What you will do
Copy the data below word for word, from the start of the data through the line that contains "positive clicks: (103, 358)", with both ends included.

Listed entries
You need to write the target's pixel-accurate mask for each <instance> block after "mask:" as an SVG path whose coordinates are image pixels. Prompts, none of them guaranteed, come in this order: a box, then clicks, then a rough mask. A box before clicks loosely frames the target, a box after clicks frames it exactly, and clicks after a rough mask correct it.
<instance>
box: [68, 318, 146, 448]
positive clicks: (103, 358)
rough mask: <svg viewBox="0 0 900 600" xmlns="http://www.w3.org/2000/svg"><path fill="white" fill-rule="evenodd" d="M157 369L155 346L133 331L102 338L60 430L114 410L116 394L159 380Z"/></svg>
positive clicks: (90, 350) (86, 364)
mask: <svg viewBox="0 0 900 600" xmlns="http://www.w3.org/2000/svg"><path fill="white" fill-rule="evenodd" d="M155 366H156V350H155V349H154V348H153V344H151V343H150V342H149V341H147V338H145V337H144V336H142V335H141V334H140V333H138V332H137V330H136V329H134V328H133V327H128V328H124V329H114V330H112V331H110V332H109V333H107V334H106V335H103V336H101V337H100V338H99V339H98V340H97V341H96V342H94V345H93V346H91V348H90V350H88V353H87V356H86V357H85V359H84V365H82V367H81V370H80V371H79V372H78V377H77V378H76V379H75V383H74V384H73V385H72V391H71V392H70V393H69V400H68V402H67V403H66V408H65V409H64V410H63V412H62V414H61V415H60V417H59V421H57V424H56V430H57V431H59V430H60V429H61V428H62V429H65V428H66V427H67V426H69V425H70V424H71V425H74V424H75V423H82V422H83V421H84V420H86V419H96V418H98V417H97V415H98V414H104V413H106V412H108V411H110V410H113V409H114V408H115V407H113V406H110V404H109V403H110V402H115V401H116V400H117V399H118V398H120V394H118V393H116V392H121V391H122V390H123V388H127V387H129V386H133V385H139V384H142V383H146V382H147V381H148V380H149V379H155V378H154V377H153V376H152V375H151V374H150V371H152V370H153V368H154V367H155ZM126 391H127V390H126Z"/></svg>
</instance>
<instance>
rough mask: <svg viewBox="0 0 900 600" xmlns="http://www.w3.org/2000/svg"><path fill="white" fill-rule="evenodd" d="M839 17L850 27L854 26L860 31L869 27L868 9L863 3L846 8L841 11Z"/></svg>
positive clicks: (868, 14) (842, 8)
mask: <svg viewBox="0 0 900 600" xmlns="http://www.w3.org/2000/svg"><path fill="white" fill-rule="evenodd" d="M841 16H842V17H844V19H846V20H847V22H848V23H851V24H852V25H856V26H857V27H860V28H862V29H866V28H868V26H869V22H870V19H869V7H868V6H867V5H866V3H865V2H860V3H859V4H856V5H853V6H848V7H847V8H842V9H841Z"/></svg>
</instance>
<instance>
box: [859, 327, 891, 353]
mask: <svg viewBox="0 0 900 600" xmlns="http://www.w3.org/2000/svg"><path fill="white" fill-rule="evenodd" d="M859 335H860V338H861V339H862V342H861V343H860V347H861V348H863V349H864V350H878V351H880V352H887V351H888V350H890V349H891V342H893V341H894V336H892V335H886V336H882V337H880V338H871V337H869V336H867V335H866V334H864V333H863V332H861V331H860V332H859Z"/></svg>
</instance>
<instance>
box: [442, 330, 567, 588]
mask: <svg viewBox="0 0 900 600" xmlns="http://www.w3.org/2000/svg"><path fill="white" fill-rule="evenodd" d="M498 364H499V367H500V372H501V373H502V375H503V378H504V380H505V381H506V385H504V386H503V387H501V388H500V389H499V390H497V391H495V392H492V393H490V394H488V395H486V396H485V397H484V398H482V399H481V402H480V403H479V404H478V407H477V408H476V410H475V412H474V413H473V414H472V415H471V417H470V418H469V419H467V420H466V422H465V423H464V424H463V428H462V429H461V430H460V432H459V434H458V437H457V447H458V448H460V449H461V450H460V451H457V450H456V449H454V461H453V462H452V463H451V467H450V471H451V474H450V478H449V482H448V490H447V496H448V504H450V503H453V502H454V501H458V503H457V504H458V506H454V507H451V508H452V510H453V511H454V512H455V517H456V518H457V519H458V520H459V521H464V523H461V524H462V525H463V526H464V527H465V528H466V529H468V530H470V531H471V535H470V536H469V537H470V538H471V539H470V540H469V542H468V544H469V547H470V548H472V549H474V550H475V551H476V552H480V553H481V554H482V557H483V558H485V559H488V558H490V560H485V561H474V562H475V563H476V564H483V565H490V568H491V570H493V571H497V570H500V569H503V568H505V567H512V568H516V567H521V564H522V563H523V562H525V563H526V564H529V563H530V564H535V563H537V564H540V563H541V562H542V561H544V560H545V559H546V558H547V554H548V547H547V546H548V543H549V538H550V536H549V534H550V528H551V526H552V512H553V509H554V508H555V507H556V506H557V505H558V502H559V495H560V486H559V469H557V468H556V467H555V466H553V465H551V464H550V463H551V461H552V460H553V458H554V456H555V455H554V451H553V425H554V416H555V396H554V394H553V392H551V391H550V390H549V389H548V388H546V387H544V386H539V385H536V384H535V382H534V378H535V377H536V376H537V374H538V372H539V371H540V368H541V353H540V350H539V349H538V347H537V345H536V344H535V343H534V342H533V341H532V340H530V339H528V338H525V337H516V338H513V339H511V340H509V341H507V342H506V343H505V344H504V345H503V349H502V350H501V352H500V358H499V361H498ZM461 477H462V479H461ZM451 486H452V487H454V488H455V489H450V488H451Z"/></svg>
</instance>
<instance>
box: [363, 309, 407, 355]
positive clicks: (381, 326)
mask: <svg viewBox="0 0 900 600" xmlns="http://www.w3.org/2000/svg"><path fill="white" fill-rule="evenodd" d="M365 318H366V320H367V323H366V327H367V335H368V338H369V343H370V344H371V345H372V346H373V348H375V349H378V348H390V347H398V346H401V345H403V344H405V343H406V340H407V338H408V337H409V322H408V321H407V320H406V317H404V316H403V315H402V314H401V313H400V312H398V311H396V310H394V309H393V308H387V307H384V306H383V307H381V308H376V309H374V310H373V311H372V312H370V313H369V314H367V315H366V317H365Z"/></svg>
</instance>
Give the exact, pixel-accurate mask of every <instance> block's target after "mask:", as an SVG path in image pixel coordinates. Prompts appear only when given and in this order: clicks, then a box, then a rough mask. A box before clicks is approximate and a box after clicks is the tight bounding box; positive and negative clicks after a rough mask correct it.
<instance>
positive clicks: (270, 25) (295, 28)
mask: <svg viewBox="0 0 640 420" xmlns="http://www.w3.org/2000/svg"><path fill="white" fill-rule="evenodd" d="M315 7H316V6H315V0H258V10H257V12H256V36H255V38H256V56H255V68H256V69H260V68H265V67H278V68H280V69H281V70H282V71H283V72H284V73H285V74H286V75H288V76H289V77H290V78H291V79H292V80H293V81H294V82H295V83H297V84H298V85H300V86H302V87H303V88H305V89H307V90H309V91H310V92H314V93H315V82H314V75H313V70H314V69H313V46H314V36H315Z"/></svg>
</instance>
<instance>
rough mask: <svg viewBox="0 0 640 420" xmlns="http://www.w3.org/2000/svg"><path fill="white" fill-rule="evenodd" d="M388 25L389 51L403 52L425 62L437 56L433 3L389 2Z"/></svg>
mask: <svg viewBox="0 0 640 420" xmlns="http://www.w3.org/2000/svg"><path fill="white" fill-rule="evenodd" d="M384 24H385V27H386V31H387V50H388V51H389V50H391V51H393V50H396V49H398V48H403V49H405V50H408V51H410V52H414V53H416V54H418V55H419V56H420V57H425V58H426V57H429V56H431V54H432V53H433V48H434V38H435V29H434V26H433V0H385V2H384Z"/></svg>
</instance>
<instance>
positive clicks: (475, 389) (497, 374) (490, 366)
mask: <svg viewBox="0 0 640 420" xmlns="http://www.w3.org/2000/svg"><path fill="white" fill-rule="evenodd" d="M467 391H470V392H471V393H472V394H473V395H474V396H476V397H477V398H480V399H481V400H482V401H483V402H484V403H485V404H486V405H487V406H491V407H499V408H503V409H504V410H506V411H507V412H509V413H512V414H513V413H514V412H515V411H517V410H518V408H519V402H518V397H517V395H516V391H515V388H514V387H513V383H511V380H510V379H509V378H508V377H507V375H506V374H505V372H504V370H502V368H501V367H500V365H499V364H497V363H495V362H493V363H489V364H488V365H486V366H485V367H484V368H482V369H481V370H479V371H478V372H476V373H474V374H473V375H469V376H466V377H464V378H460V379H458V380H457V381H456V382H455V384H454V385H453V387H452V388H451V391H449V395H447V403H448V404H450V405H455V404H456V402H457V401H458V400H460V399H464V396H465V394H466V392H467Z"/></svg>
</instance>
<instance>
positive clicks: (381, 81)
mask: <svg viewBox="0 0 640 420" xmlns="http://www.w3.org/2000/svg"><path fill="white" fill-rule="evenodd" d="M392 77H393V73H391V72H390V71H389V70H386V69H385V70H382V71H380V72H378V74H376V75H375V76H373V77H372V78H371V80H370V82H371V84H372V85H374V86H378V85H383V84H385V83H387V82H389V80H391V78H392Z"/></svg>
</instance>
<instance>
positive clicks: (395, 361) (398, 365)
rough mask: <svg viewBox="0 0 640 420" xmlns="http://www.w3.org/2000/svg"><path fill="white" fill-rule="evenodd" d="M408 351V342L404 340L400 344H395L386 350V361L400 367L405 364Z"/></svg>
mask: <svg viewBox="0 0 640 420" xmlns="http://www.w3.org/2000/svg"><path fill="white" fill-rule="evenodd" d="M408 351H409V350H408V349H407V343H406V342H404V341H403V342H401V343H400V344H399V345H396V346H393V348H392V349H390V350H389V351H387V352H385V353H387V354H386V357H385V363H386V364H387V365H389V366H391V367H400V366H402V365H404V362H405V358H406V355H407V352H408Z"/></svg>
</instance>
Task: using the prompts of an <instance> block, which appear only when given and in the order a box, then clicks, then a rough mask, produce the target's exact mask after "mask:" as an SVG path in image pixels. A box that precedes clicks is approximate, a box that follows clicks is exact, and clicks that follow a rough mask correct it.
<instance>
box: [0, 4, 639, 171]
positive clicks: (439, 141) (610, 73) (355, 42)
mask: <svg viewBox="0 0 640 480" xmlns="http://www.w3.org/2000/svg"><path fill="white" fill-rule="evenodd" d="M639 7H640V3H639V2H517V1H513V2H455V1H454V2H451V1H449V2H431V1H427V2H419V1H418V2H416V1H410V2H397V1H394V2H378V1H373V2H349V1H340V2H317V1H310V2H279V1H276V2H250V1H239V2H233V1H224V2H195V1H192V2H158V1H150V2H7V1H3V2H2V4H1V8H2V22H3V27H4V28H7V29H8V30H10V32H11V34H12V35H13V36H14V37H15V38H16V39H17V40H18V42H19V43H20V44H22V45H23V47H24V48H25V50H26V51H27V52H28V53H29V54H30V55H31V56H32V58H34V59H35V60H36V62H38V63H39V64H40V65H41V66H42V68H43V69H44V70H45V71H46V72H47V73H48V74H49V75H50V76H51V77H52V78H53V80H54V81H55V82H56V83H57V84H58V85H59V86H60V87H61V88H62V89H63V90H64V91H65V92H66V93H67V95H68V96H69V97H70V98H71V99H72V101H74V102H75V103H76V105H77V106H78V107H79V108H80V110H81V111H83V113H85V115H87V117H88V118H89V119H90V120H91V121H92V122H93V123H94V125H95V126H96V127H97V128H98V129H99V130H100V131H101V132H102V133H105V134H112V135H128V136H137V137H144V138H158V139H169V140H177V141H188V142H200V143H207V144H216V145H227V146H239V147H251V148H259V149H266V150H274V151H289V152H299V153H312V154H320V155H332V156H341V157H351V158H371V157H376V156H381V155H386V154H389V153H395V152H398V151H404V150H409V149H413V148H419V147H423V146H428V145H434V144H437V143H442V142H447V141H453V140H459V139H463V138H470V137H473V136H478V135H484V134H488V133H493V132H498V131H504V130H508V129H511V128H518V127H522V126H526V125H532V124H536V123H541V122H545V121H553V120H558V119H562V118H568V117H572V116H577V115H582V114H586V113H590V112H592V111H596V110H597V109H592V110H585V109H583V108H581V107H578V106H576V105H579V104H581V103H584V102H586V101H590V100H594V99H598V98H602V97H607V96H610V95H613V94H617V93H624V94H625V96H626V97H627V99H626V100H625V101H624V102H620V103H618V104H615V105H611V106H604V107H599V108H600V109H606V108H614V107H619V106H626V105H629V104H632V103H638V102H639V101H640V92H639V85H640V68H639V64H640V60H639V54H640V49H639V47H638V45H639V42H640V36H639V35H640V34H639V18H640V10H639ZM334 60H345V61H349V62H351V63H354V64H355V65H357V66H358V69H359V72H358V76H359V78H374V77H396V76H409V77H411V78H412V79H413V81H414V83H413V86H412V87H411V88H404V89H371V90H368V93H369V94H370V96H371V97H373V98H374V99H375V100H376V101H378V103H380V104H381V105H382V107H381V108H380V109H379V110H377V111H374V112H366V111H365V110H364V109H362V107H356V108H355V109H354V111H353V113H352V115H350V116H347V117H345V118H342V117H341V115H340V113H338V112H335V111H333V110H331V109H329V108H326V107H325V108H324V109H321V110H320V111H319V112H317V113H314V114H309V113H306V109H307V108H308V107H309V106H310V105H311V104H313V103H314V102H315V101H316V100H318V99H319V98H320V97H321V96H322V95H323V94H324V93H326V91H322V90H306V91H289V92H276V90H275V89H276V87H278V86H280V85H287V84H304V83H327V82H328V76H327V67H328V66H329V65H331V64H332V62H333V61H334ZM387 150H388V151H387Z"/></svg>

Expected answer
You need to write the target's pixel-accurate mask for each <instance> block after "mask:" as an SVG path whose coordinates are image pixels. Prompts, none of them guaranteed, come in this order: a box, then clicks, then a rough mask. A box before clicks loosely frames the target, a box after clicks frames it exactly, and clicks after a rough mask correct it.
<instance>
box: [68, 318, 146, 448]
positive clicks: (103, 358)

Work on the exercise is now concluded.